§ BRIEF: In the material below, rewrite the lines starting with the line containing "Would you be able to indicate the fur-trimmed" and going on through the end of the material, replacing "dark wool coat" with "dark wool jacket" and changing nothing else. Leave the pictures out of your answer.

§ DATA PROVIDED:
--------

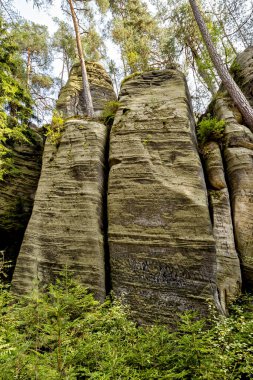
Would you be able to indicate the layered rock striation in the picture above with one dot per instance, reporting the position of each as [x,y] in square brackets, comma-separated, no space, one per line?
[17,196]
[162,249]
[71,100]
[237,155]
[66,229]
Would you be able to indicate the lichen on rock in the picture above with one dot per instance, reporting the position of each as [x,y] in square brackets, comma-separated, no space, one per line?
[162,250]
[71,101]
[17,196]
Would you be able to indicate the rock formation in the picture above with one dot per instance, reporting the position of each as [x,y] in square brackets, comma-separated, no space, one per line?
[237,152]
[174,235]
[162,250]
[16,197]
[67,224]
[71,100]
[228,265]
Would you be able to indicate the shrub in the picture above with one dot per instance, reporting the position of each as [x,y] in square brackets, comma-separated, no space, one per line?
[109,112]
[210,129]
[63,333]
[55,129]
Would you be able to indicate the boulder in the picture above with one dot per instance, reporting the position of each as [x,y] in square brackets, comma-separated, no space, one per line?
[228,265]
[162,249]
[66,227]
[17,197]
[71,101]
[237,155]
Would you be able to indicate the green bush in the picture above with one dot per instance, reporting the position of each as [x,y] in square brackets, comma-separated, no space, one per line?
[62,333]
[109,112]
[210,129]
[55,129]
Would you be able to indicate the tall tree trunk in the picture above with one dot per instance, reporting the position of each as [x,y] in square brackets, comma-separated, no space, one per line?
[28,71]
[208,80]
[86,87]
[62,71]
[230,85]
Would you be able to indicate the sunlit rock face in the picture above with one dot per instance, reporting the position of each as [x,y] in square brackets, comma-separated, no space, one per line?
[71,101]
[17,197]
[66,229]
[237,153]
[228,265]
[162,249]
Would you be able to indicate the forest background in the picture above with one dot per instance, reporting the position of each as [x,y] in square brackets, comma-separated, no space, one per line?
[126,37]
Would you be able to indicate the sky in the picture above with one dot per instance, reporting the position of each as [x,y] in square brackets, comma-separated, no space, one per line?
[26,10]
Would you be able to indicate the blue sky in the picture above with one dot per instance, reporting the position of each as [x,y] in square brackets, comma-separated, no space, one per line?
[27,11]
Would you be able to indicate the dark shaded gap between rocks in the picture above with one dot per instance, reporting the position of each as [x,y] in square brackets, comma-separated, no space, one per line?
[108,284]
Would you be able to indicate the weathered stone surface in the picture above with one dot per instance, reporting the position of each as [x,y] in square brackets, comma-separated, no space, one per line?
[162,250]
[238,159]
[66,226]
[17,196]
[214,166]
[71,101]
[228,265]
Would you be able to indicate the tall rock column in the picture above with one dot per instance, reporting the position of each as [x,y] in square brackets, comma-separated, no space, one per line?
[66,229]
[17,196]
[162,250]
[228,265]
[238,160]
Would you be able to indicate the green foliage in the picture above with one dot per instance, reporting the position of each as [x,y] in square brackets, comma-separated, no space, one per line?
[210,129]
[55,129]
[109,112]
[15,103]
[136,32]
[61,331]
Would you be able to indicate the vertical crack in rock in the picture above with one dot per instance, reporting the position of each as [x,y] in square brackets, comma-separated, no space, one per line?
[68,227]
[17,197]
[228,265]
[108,284]
[238,158]
[162,250]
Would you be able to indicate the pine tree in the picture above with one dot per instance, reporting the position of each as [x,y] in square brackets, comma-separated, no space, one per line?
[228,82]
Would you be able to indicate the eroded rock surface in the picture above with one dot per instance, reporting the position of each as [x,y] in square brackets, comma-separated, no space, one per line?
[17,196]
[71,101]
[162,250]
[228,265]
[238,159]
[66,226]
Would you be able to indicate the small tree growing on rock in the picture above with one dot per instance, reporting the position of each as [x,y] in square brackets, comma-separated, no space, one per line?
[234,91]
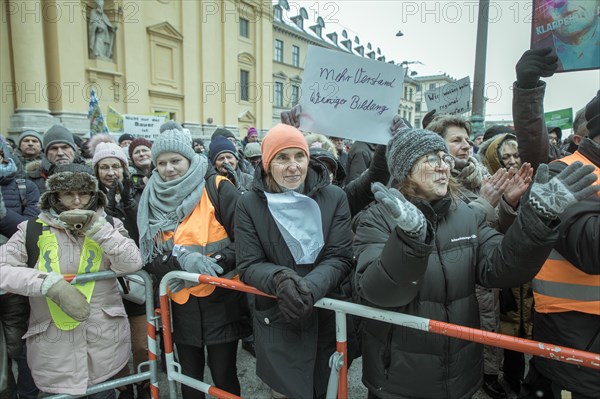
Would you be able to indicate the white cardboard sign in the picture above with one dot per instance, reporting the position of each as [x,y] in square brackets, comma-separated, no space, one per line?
[147,126]
[452,98]
[347,96]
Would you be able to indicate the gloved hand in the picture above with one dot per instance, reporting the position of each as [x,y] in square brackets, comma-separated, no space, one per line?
[407,216]
[231,175]
[550,197]
[292,117]
[84,221]
[293,295]
[194,262]
[68,298]
[471,176]
[534,64]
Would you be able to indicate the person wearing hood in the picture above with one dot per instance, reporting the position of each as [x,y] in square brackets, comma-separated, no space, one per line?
[141,165]
[183,227]
[224,157]
[59,149]
[293,241]
[87,322]
[29,147]
[420,251]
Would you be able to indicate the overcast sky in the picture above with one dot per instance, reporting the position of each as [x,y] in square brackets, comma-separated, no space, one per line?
[442,35]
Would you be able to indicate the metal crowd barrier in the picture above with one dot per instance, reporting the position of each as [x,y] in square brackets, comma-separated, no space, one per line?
[338,380]
[152,321]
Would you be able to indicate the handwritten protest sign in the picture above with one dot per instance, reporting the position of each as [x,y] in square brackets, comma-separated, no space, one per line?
[562,118]
[452,98]
[146,126]
[348,96]
[570,29]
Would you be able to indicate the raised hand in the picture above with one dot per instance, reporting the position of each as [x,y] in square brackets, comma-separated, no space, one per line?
[493,188]
[518,184]
[407,216]
[534,64]
[550,197]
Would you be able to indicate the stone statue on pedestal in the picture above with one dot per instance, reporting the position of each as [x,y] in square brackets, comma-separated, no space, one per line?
[101,33]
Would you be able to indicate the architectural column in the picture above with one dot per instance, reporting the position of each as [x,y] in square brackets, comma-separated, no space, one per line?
[29,66]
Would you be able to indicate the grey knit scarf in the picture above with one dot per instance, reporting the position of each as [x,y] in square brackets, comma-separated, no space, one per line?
[165,204]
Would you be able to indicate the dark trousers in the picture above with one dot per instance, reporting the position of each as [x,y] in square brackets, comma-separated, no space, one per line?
[513,366]
[221,362]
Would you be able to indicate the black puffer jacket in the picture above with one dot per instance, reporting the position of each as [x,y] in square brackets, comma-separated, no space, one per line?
[579,235]
[292,358]
[18,209]
[436,280]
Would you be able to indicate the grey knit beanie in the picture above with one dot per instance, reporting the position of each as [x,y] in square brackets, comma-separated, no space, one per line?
[58,134]
[172,138]
[407,146]
[28,133]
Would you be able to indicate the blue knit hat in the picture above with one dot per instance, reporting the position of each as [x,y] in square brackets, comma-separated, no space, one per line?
[407,146]
[218,146]
[172,138]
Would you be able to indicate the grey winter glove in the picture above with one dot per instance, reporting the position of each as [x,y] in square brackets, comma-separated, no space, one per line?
[194,262]
[407,216]
[293,295]
[84,221]
[67,297]
[534,64]
[550,197]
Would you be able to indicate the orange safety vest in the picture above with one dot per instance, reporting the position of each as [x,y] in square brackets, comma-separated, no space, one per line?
[560,286]
[200,232]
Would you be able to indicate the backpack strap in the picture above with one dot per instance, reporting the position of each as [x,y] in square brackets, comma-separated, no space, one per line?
[212,189]
[22,185]
[32,234]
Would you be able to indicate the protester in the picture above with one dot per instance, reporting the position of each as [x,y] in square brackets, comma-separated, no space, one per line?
[181,224]
[224,157]
[421,252]
[59,149]
[293,240]
[29,147]
[141,162]
[75,232]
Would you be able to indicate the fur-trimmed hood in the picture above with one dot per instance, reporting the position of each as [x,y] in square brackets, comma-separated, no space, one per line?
[71,180]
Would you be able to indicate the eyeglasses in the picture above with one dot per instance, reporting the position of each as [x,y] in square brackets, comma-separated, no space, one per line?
[106,168]
[435,161]
[70,196]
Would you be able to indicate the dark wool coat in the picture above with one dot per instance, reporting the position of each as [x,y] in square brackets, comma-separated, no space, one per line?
[436,279]
[292,357]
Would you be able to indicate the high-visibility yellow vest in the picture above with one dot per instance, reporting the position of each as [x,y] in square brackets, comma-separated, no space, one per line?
[560,286]
[89,262]
[200,232]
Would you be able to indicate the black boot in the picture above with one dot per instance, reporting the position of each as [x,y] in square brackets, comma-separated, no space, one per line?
[492,387]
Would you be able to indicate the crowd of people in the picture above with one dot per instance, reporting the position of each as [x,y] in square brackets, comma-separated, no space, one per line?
[496,230]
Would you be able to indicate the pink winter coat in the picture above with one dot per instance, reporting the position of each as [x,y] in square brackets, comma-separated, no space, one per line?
[67,362]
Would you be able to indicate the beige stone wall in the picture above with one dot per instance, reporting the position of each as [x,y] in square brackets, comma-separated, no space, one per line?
[182,57]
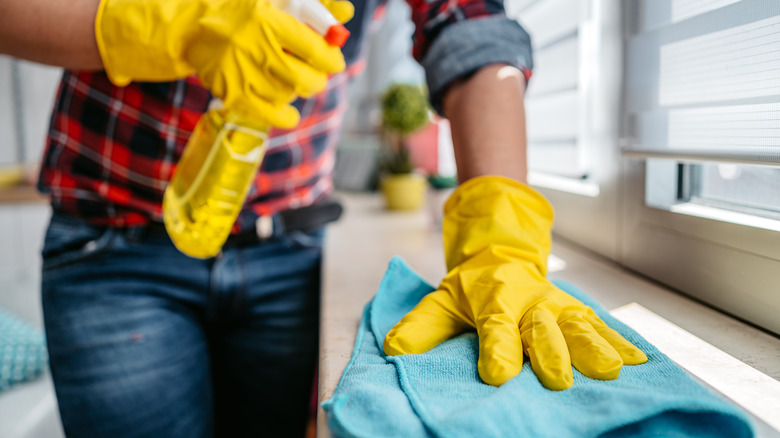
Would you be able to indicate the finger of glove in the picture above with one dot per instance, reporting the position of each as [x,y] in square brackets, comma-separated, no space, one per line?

--------

§ THE ANSWER:
Would you be able to indicate the fur-trimmed hood in the picture above with one dot per instance, reporting the position of each as [x,y] in square brackets, comma-separated, no space, one per line?
[71,180]
Would you be able to indicate the eyeglasses in the picture above with one dot per instance, reporting the position of each as [x,y] in square brackets, comma-separated, no space, one per line?
[106,168]
[435,161]
[70,196]
Would you be able to indicate the dark wool jacket in the picture above with one dot per instance, reporting the position of each as [x,y] in square brackets, comma-separated, no space, one per line?
[436,279]
[292,357]
Would you be able to indicate the high-visibility yellow vest in the picture above with one dot per instance, reporting the position of each as [x,y] in square brackets, comma-separated, no space, one per line?
[560,286]
[89,262]
[200,232]
Would you be able to indicate the black boot in the picture above with one dot per instance, reporting the position of each as [x,y] in square brackets, comma-separated, no space, one per line?
[492,387]
Would you be able to indicate the crowd of people in the picture above with one dot per instance, reporting the position of each as [x,y] in square brackets, comma-separated, no space, one per line?
[496,230]
Would you be able to indicate the pink winter coat in the picture above with one dot per instance, reporting the position of each as [x,y] in square brackets, comma-separated, no space, one per line?
[67,362]
Would you be able to indicate the beige stone wall in the picture above with one dot per instance, reporting the position of each as [x,y] in square brackets, comma-separated, no space, one per line?
[182,57]
Would you be able to indicate the finger of glove in the picture above with one dot per instance, reporting the position of each as [x,y] in square brackets, comma-separated, no space, one per line?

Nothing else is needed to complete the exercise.